Is the CAT Out of the Bag?

This week we have been talking to veterinary colleagues about something that rarely comes up in item writing workshops but probably should: the quiet, insidious problem of test-wiseness cues. These are structural features of multiple choice questions that allow a candidate to identify the correct answer without actually knowing the answer. They are not cheating. They are not even intentional. They are simply the consequence of not following the basic rules of good item writing.

The idea is not new. Doug Holton, writing on his EdTechDev blog in 2007, demonstrated the problem brilliantly with a quiz written entirely in made-up language. No candidate could possibly know the content, because there was no content. And yet every question was answerable, purely by spotting the structural cues embedded in the item construction. We recommend looking at it. It is humbling.

So what are these cues?

Test-wiseness cues come in many forms. Grammatical mismatches between the stem and the options. One option that is conspicuously longer than the others. Word repetition between the stem and the correct answer. Options that are not on the same conceptual axis. Syllable count disparities. Precision mismatches between options. Each of these gives the game away. Each of them tells the test-wise candidate which answer to pick, regardless of their knowledge.

Items:
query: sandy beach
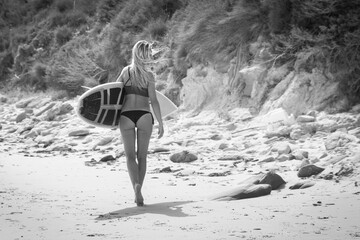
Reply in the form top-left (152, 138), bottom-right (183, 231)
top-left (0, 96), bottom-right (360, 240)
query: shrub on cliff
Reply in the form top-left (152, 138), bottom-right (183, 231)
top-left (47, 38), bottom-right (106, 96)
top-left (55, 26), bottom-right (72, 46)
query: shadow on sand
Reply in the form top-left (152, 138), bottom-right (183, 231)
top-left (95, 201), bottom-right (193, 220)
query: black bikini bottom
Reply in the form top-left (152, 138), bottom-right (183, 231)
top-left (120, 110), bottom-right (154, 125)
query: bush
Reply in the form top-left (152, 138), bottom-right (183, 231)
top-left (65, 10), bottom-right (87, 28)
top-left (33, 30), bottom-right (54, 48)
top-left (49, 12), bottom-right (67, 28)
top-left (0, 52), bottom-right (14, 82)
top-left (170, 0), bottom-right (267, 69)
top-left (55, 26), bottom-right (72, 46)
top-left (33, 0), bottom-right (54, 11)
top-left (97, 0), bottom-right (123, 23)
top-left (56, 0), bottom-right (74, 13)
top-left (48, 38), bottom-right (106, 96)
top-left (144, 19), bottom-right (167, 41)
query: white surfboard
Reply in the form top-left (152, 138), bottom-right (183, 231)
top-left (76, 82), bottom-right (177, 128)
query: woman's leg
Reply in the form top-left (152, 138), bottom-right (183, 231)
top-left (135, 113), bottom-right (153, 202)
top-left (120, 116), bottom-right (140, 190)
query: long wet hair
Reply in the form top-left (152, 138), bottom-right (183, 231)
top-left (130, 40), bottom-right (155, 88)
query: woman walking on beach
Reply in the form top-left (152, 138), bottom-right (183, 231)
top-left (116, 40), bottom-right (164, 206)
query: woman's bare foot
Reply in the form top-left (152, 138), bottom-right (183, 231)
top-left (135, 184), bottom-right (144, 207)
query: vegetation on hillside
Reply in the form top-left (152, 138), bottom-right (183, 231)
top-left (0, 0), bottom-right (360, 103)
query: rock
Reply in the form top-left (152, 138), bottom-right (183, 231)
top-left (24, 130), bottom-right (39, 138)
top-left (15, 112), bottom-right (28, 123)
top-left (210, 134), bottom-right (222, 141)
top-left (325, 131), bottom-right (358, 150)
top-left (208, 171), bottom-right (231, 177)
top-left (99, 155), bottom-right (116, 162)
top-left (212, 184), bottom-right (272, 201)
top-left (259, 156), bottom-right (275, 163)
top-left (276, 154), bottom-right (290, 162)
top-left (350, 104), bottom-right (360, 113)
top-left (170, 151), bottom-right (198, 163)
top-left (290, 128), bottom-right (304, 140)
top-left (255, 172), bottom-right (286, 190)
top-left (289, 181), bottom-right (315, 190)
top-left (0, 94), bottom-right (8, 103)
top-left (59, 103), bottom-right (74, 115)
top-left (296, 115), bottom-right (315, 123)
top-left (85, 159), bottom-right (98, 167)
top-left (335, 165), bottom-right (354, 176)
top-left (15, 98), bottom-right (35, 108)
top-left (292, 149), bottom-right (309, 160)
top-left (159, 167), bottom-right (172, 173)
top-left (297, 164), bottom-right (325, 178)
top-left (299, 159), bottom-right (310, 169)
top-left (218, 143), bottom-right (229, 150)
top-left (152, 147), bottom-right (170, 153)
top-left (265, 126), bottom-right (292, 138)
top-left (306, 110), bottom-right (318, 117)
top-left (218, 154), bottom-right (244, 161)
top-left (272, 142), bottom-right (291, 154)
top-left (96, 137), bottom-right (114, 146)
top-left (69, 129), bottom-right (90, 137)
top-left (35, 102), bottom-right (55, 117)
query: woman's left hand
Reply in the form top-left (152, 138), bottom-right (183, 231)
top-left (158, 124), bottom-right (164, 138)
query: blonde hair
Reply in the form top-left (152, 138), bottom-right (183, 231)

Instructions:
[1] In the piece on test-wiseness cues, why could no candidate know the content of Doug Holton's quiz, and how could every question still be answered? Reply in one to three sentences.
[2] Answer these questions from the piece on test-wiseness cues, one per line:
(a) In what year did Doug Holton write about the quiz on his blog?
(b) Who has the writer been talking to this week?
(c) According to the list of cues, what can be repeated between the stem and the correct answer?

Answers by task:
[1] The quiz was written entirely in made-up language, so there was no content to know. Every question could still be answered by spotting the structural cues built into how the questions were constructed.

[2]
(a) 2007
(b) Veterinary colleagues
(c) Words